Excerpts of pointing data
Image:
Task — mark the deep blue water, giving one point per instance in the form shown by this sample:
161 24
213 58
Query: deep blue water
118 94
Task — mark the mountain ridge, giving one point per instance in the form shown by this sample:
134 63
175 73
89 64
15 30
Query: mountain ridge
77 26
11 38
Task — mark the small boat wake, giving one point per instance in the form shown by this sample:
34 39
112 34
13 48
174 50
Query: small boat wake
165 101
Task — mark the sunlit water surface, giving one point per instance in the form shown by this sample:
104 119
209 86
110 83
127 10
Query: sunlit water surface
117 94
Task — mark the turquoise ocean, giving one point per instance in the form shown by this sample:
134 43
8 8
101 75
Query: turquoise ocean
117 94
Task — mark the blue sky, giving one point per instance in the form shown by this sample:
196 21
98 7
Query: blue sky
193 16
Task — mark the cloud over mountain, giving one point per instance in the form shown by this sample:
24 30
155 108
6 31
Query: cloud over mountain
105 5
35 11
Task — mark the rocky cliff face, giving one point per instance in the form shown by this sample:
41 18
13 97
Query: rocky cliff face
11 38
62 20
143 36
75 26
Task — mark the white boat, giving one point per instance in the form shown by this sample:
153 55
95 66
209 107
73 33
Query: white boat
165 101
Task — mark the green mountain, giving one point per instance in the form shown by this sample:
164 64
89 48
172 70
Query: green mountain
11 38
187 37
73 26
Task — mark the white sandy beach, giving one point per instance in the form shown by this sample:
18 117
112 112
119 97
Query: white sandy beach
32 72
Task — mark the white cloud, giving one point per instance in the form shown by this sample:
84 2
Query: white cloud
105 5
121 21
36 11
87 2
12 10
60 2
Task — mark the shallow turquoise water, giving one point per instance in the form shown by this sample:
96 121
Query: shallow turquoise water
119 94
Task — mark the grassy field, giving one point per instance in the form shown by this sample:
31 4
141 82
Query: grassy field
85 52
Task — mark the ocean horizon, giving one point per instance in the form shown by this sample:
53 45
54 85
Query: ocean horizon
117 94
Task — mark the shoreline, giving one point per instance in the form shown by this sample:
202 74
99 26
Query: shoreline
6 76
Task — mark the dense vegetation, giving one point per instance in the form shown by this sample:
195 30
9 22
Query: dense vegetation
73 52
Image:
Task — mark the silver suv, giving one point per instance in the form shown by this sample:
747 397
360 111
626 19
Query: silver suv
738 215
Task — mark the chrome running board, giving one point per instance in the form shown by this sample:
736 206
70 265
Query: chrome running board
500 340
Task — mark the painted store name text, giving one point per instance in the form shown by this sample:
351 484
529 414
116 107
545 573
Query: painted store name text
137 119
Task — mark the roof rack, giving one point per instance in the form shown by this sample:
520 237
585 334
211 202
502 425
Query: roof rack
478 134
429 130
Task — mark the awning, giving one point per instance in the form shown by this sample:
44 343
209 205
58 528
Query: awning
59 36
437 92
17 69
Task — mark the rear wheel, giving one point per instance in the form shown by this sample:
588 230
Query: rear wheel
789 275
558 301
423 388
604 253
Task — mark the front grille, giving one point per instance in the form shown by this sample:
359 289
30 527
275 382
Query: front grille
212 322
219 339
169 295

### What the task requires
Output the lines of these rows as a JSON list of strings, one string per line, with blank lines omitted.

### Task response
[
  "Image:",
  "Task — mark the deep blue water, giving one point per instance in the form shown by this sample:",
  "161 24",
  "213 58",
  "Query: deep blue water",
  "118 94",
  "Task — mark the mountain ridge, giving one point per instance in the form shown by this sample:",
  "134 63",
  "175 73",
  "89 64",
  "15 30",
  "Query: mountain ridge",
  "77 26",
  "11 38",
  "Task — mark the small boat wake, giving one point per instance in the form shown by this sample:",
  "34 39",
  "112 34",
  "13 48",
  "174 50",
  "Query: small boat wake",
  "165 101",
  "Task — mark the sunlit water surface, giving one point per instance in the form shown by this sample:",
  "104 119",
  "209 86",
  "110 83",
  "127 10",
  "Query: sunlit water surface",
  "117 94",
  "Task — mark the turquoise ocean, giving one point per instance in the form shown by this sample:",
  "134 43",
  "8 8",
  "101 75",
  "Query: turquoise ocean",
  "117 94",
  "Task — mark the blue sky, giving one point per instance in the form shown by this sample:",
  "196 21",
  "98 7",
  "Query: blue sky",
  "193 16",
  "Task — mark the cloud over mountain, giving one point per instance in the form shown by this sample:",
  "24 30",
  "155 108",
  "6 31",
  "Query: cloud over mountain",
  "105 5",
  "35 11",
  "Task — mark the rocky cliff face, giving one point per instance in the form shown by this sample:",
  "41 18",
  "13 97",
  "Query: rocky cliff face",
  "11 38",
  "62 20",
  "143 36",
  "75 26",
  "Task — mark the white boat, giving one point per instance in the form shown by this sample:",
  "153 55",
  "95 66",
  "209 107",
  "73 33",
  "Query: white boat",
  "165 101",
  "Task — mark the green mountain, giving one point per instance in the form shown by this sample:",
  "164 64",
  "89 48",
  "172 70",
  "Query: green mountain",
  "11 38",
  "187 37",
  "73 26",
  "Task — mark the white sandy beach, giving one point per instance in the form shown by this sample:",
  "18 117",
  "112 112",
  "119 97",
  "Query: white sandy beach",
  "32 72",
  "Task — mark the white cloud, giving one point per instance in the form shown by this sample:",
  "84 2",
  "Query: white cloud",
  "105 5",
  "121 21",
  "36 11",
  "87 2",
  "12 10",
  "60 2",
  "Task — mark the shallow turquoise water, giving one point per instance in the form shown by this sample:",
  "96 121",
  "Query: shallow turquoise water",
  "119 94",
  "Task — mark the grassy field, giving one point per instance in the form shown by this sample:",
  "31 4",
  "141 82",
  "Query: grassy field",
  "85 52",
  "Task — mark the ocean horizon, giving one point per instance in the form shown by this sample:",
  "53 45",
  "54 85",
  "Query: ocean horizon",
  "117 94",
  "Task — mark the shoreline, giving one point per instance in the form shown by this sample:",
  "202 74",
  "99 26",
  "Query: shoreline",
  "6 76",
  "Task — mark the dense vegetation, giving one point per instance in the form shown by this sample:",
  "195 30",
  "9 22",
  "Query: dense vegetation",
  "73 52",
  "Image:",
  "Task — mark the silver suv, giving one point per instance in the form shown by this sample:",
  "747 397",
  "360 111",
  "626 19",
  "Query: silver suv",
  "738 215",
  "Task — mark the chrome running board, giving one point per instance in the form shown by this sample:",
  "736 206",
  "70 265",
  "Query: chrome running board",
  "500 340",
  "Task — mark the painted store name text, giving one point per instance in the form shown by this sample:",
  "351 484",
  "529 414",
  "116 107",
  "545 573",
  "Query: painted store name text",
  "137 119",
  "Task — mark the roof rack, giving one point per instance in the form shown by this sample:",
  "520 237",
  "585 334",
  "211 202",
  "502 425",
  "Query: roof rack",
  "478 134",
  "429 130",
  "Task — mark the awning, giving one point per instance in the form shown by this sample:",
  "44 343",
  "209 205",
  "58 528",
  "Query: awning",
  "59 36",
  "437 92",
  "17 69",
  "Task — mark the rear wheel, giving one point per instance in the form shown by this sample:",
  "588 230",
  "Query: rear wheel",
  "789 275",
  "558 301",
  "423 388",
  "604 253",
  "Task — mark the front grille, giving one point per instance in the form shown by this sample:",
  "359 289",
  "30 527",
  "275 382",
  "Query: front grille",
  "212 322",
  "219 339",
  "169 295"
]